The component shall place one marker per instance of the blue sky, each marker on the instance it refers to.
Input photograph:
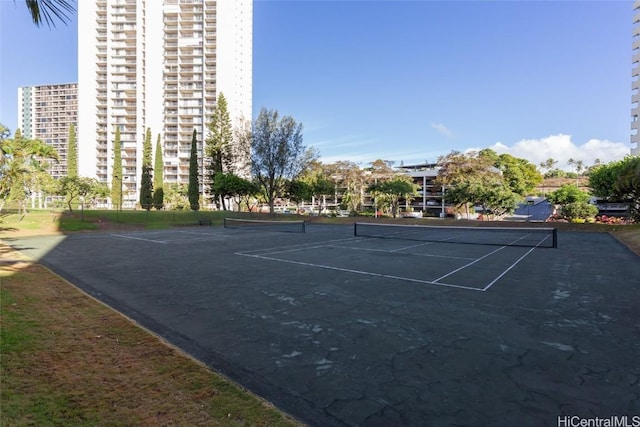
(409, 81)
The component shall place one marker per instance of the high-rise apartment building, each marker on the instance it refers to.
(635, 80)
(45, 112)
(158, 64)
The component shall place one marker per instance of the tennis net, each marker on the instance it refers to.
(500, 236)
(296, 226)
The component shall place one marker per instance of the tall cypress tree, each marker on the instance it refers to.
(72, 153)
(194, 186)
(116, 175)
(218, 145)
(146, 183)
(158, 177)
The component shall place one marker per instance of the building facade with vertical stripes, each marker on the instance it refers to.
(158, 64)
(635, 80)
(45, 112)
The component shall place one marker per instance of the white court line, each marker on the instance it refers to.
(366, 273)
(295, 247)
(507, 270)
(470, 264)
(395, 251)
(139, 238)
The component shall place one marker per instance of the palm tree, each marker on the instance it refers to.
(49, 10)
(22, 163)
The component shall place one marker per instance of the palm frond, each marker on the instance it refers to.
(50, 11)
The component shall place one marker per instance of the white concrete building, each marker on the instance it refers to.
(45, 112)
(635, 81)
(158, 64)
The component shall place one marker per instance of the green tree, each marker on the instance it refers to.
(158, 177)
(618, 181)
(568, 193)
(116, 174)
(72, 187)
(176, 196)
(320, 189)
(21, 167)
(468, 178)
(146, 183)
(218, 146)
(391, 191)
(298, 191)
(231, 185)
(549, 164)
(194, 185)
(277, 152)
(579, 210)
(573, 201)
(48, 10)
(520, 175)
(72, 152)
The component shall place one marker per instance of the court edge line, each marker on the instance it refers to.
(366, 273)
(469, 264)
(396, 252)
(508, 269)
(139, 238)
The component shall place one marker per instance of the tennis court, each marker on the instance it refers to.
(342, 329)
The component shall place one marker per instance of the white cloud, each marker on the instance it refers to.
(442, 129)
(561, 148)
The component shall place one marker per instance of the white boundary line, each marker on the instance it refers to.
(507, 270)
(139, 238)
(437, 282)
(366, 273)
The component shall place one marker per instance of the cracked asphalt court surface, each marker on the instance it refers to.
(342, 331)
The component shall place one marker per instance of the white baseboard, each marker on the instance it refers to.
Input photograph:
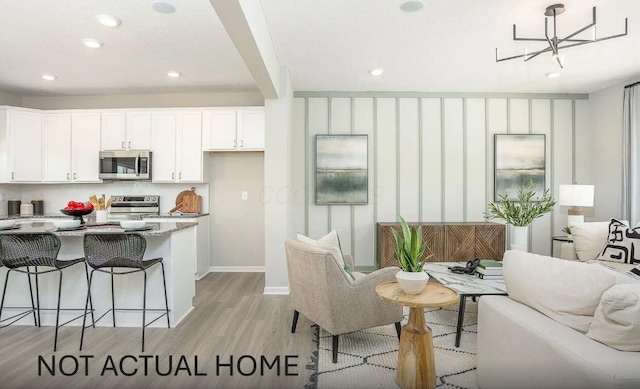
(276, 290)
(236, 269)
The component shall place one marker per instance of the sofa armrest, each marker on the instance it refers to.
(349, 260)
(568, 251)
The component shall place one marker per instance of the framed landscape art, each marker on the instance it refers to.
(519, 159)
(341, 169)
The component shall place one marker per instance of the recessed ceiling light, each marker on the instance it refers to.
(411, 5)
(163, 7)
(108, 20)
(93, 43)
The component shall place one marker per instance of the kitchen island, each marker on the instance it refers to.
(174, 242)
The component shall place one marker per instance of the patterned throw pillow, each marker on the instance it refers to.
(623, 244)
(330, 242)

---

--- Required work ---
Pictures do not belong in the copy; repeat the rest of the listing exactly.

--- Problem solution ---
The component shall place one marker per instance of the blue sky, each marker on the instance it refers to.
Input photograph:
(409, 81)
The component shall place one marker per instance of the high-rise apartment building, each marker on the instance it refers to.
(635, 80)
(45, 112)
(158, 64)
The component shall place one marker per instance of the tennis net, each marker on the instance it refers to.
(500, 236)
(296, 226)
The component shall place one marker per instance of the tall cypress tree, each marker on the instance it refers to.
(72, 153)
(194, 186)
(116, 175)
(218, 145)
(146, 183)
(158, 177)
The component shall place one marker per instance of the building facade with vertical stripes, each marker on the instance it refers to.
(158, 64)
(635, 80)
(45, 112)
The component shall place one marker per instance of the white court line, each marker on the instance it refers to.
(366, 273)
(295, 247)
(507, 270)
(470, 264)
(395, 251)
(139, 238)
The component shall place one marker per instance of the palm tree, each marker on the instance it refers to.
(49, 10)
(22, 163)
The component shall place one marker per instance of the palm frond, each marker on the instance it refers to.
(50, 11)
The component shall place one marker per instance of the white concrete building, each marker on the instance it refers to.
(45, 112)
(635, 81)
(158, 64)
The component shall place one marker per instance of the green tree, each marker on the instance it refers to.
(158, 177)
(618, 181)
(568, 193)
(116, 174)
(72, 187)
(176, 196)
(320, 189)
(21, 167)
(468, 178)
(146, 183)
(218, 146)
(391, 191)
(298, 191)
(231, 185)
(549, 164)
(194, 185)
(277, 152)
(579, 210)
(573, 201)
(48, 10)
(520, 175)
(72, 152)
The component shall place one marker per instance of the court edge line, each marker on the instance it refers to.
(366, 273)
(469, 264)
(396, 252)
(508, 269)
(139, 238)
The component shall place one marker per instance of the tennis court, each marker on the instance it refers to.
(342, 329)
The component shall place one marker per instance of the white cloud, each marker on the instance it refers to.
(442, 129)
(561, 148)
The component shall place one marker per instance of the white boundary line, each marker on the instance it refers to.
(507, 270)
(139, 238)
(437, 282)
(366, 273)
The component shall place one marker per instance of the cracked asphalt court surface, each marker on the instance it refers to.
(342, 331)
The component shall place one marker per instance of the white baseboard, each marker on the instance it refers to.
Input photograph:
(276, 290)
(236, 269)
The component shall place one marker per instance of the sofa armrest, each marker on the instance it refers to.
(349, 260)
(568, 251)
The component shall place one marker per instance of the framed landscape art, each marker on the instance it refers to.
(519, 159)
(341, 169)
The component shall place one marker per instance of the recessed ceiling light, each marker on the instance it refers to.
(411, 5)
(163, 7)
(108, 20)
(93, 43)
The component shall place one marker per instance of the kitchen island, each marker on the instance it refers to.
(174, 242)
The component shall place one marker per instance of the patterned throw pillow, each marker on the instance it refers to.
(623, 244)
(330, 242)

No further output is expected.